WORK TO COMPLETE | Please return the passage below about Brion's views on songs and arranging, word for word and in full.

SELECTED PASSAGE |
The traditions of which this walking 20th-century music-history book speaks are something he knows a lot about, a hugely advantageous thing that informs the substance and sound of his music with a well-honed and evolving philosophy about music’s possibilities and limitations. But the song itself, he says, will always be far more important than its sonic seasoning.

“I would not call what a lot of people do songs; there are a lot of things I would call performance pieces — it’s this guitar part with this drum part equals this performance piece. Led Zeppelin didn’t write songs; those are performance pieces, the lyrics and melody are almost secondary. You don’t wanna hear anybody else do it; you want to hear those particular people playing that arrangement, and you want to hear that recording of it, you don’t even want to hear the live version.

“Whereas with Hank Williams or Gershwin, play the melody over the chord change and you’ve got, ‘Oh well, that’s such and such’ within a few notes. The real art form of song is the marriage of lyrics to something musical that has that much encoded in its DNA. When that marriage is natural, that sound is an endless fascination.”

Brion draws a line between that and arranging. “This weird form, music, is as mathematical as architecture, and it’s as abstract as monkeys throwing paint at the wall,” he says. “While the sound of the record is less important than the chords and melody, I’m completely obsessed with giving a song a sonic quality where it feels like the odd piece of living sculpture that is an outgrowth from that song’s DNA.”

That’s a liberating concept you’d think would be especially appealing to contemporary musicians, yet Brion views the aesthetic choices of rockers as generally conservative.

“I find the attitude of rock musicians over the past 20 years kind of funny,” he says, “the whole I’m-a-rebel stance. The truth of the matter is, most rock bands are classical musicians and they don’t know it. Because it’s ‘This song starts with this drumbeat, at this time; halfway through, the guitar comes in, playing this part, with all down strokes on the fifth, with a clean sound; at this point you turn on your distortion and you play the barre chord, and then it’s muted at this point . . .’ And every time they play the song, it’s the same thing. That’s classical music!”

DATA PROVIDED |
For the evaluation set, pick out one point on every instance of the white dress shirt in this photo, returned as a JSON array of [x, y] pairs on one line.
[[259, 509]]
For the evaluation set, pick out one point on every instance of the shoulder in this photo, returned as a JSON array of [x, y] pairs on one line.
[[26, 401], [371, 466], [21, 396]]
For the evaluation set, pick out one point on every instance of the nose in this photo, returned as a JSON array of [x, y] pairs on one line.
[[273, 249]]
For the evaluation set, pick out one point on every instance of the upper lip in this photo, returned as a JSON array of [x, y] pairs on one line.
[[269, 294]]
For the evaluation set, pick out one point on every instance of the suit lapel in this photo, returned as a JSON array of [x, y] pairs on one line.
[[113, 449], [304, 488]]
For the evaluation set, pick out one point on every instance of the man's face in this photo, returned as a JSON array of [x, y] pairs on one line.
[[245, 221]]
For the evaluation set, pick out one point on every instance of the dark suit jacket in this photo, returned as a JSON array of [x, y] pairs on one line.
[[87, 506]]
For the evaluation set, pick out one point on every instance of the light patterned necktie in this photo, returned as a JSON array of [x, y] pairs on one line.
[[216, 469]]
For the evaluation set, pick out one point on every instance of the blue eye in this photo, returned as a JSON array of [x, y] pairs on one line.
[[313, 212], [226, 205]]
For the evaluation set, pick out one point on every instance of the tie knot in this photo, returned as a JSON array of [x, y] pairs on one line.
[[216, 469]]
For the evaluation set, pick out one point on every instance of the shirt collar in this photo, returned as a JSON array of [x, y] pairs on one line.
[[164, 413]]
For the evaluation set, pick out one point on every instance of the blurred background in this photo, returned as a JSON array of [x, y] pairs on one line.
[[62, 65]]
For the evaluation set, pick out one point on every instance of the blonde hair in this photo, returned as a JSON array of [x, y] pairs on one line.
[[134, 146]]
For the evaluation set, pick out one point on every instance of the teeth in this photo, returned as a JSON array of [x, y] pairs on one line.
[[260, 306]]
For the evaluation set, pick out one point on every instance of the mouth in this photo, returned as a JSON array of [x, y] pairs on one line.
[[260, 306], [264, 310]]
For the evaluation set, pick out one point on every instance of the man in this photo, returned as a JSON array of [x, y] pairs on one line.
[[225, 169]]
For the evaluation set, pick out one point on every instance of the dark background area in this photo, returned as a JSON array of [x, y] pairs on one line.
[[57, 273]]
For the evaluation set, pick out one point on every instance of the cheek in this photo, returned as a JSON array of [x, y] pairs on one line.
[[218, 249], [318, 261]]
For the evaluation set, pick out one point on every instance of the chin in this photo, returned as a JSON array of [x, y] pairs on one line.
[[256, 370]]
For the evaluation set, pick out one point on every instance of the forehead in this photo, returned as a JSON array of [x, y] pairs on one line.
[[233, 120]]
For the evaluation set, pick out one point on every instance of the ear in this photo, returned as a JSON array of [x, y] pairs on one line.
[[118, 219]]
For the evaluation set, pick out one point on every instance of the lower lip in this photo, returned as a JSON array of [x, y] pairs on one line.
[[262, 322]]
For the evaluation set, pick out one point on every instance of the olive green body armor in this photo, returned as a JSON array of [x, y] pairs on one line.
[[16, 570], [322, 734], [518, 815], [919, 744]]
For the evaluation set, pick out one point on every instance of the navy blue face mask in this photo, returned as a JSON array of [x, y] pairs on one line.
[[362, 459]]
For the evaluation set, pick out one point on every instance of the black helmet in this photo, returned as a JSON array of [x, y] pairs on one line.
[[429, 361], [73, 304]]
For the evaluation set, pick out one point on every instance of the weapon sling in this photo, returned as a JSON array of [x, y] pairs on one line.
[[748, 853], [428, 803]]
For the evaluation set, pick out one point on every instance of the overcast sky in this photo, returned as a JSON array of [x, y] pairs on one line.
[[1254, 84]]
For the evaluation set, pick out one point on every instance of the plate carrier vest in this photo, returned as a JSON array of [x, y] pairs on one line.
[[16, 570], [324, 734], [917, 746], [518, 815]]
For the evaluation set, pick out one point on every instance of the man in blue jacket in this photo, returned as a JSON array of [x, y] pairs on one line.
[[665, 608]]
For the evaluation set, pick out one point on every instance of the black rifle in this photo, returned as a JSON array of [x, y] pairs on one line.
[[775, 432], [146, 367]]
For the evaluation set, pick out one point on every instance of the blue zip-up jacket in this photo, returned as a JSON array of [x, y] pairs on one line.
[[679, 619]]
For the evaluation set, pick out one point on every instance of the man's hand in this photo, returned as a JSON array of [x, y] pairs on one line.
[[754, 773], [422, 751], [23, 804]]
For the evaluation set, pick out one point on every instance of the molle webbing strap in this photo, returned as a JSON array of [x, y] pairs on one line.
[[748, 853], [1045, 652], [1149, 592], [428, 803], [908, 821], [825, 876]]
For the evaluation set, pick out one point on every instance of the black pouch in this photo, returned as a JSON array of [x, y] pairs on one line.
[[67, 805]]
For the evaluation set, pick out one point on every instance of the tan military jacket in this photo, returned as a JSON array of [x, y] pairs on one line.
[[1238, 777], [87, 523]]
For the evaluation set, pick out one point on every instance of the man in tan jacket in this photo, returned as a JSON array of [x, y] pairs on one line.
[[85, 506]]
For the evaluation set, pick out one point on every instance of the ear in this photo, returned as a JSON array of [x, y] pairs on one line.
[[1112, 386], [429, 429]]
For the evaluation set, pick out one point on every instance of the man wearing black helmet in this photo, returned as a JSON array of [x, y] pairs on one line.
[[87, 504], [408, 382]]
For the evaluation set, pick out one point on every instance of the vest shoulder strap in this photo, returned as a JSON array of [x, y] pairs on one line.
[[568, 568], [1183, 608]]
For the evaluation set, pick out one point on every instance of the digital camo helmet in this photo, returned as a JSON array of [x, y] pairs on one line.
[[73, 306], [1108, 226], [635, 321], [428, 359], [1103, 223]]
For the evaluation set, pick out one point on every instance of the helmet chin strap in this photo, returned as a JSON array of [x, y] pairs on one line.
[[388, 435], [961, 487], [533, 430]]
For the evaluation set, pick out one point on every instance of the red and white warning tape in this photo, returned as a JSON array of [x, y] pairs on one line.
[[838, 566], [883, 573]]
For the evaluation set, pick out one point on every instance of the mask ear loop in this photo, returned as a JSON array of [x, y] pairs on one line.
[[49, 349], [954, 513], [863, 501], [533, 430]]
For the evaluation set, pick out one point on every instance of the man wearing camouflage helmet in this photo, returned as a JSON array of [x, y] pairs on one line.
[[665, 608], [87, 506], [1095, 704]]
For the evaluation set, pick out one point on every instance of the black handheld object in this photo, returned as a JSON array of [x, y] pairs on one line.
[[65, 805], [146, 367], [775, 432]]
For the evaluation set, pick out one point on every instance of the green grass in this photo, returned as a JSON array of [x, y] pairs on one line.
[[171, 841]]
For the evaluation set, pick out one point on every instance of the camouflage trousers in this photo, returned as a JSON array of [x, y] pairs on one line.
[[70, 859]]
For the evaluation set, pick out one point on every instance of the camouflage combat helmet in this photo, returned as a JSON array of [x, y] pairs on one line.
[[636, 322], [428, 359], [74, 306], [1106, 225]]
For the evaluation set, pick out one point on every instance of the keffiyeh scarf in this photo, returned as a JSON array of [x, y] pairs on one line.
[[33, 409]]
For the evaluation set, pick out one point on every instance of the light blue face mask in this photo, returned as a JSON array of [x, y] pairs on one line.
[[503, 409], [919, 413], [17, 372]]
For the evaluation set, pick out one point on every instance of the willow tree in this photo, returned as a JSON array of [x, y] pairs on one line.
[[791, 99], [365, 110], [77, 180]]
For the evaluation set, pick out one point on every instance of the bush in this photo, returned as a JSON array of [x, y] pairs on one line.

EXERCISE RESULT |
The traditions of which this walking 20th-century music-history book speaks are something he knows a lot about, a hugely advantageous thing that informs the substance and sound of his music with a well-honed and evolving philosophy about music’s possibilities and limitations. But the song itself, he says, will always be far more important than its sonic seasoning.

“I would not call what a lot of people do songs; there are a lot of things I would call performance pieces — it’s this guitar part with this drum part equals this performance piece. Led Zeppelin didn’t write songs; those are performance pieces, the lyrics and melody are almost secondary. You don’t wanna hear anybody else do it; you want to hear those particular people playing that arrangement, and you want to hear that recording of it, you don’t even want to hear the live version.

“Whereas with Hank Williams or Gershwin, play the melody over the chord change and you’ve got, ‘Oh well, that’s such and such’ within a few notes. The real art form of song is the marriage of lyrics to something musical that has that much encoded in its DNA. When that marriage is natural, that sound is an endless fascination.”

Brion draws a line between that and arranging. “This weird form, music, is as mathematical as architecture, and it’s as abstract as monkeys throwing paint at the wall,” he says. “While the sound of the record is less important than the chords and melody, I’m completely obsessed with giving a song a sonic quality where it feels like the odd piece of living sculpture that is an outgrowth from that song’s DNA.”

That’s a liberating concept you’d think would be especially appealing to contemporary musicians, yet Brion views the aesthetic choices of rockers as generally conservative.

“I find the attitude of rock musicians over the past 20 years kind of funny,” he says, “the whole I’m-a-rebel stance. The truth of the matter is, most rock bands are classical musicians and they don’t know it. Because it’s ‘This song starts with this drumbeat, at this time; halfway through, the guitar comes in, playing this part, with all down strokes on the fifth, with a clean sound; at this point you turn on your distortion and you play the barre chord, and then it’s muted at this point . . .’ And every time they play the song, it’s the same thing. That’s classical music!”